→ Data to examine
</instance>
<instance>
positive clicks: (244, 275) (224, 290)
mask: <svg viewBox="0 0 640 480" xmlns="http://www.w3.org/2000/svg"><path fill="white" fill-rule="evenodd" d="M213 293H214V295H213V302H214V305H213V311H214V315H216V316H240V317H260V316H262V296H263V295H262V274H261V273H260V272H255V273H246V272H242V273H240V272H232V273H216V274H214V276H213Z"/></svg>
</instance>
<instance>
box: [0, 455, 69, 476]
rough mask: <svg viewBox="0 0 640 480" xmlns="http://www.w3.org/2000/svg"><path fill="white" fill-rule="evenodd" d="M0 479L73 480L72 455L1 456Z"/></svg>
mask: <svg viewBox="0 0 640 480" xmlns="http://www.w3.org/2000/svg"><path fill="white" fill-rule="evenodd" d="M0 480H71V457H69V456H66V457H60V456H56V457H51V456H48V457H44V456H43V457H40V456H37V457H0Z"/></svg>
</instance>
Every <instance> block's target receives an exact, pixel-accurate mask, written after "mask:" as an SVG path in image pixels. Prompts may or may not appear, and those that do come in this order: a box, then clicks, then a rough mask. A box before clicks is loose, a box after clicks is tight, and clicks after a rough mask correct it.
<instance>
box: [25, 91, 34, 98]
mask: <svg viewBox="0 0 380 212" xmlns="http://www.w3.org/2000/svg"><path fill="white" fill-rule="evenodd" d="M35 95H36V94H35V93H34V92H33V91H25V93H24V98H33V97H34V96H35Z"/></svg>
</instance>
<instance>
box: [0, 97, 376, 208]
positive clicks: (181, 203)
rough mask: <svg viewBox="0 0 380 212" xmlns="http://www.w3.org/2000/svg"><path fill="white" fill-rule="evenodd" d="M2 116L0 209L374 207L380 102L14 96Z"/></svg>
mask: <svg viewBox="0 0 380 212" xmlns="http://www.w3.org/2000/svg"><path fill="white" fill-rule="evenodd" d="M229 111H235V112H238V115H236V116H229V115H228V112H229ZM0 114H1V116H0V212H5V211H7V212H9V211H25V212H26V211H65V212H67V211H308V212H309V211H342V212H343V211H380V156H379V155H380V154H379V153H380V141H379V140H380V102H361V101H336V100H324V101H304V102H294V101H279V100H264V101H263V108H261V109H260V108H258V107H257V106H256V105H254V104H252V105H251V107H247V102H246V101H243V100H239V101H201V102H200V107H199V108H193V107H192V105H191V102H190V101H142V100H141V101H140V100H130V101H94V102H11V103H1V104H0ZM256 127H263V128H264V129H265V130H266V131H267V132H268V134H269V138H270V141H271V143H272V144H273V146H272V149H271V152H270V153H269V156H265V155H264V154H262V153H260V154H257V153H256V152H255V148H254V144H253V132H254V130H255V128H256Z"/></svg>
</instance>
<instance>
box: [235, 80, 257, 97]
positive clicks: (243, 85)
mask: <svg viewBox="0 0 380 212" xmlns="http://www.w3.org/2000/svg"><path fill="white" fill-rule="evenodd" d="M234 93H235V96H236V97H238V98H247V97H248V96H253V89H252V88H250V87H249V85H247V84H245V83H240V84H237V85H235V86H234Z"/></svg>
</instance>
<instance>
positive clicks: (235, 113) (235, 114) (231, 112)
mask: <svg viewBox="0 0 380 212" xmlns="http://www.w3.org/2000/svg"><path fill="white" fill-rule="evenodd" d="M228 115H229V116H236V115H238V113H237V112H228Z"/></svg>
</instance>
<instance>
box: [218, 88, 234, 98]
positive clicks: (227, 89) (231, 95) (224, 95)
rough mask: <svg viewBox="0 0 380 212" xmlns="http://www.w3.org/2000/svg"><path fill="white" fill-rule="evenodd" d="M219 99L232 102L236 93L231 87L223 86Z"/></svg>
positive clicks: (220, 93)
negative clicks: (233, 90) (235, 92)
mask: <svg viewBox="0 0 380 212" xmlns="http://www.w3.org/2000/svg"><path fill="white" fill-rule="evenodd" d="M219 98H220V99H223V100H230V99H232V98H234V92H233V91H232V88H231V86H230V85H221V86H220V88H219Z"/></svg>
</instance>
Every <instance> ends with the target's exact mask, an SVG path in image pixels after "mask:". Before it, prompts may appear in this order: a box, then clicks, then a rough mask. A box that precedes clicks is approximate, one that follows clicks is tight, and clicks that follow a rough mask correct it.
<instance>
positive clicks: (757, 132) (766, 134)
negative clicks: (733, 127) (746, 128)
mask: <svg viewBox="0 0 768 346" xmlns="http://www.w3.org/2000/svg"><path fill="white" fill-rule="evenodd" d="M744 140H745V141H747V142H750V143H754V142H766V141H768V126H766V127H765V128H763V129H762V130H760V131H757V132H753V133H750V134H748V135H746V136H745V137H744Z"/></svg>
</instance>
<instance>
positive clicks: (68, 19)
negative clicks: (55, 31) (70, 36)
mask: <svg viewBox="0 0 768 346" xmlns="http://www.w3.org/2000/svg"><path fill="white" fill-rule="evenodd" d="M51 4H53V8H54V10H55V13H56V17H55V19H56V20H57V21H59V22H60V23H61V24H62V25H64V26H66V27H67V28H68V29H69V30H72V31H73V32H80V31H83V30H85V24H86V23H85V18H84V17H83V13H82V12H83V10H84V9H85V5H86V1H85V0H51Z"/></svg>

→ Task goal
How many lines of the data above contain the word "correct"? Reply with the number alone.

→ Written response
2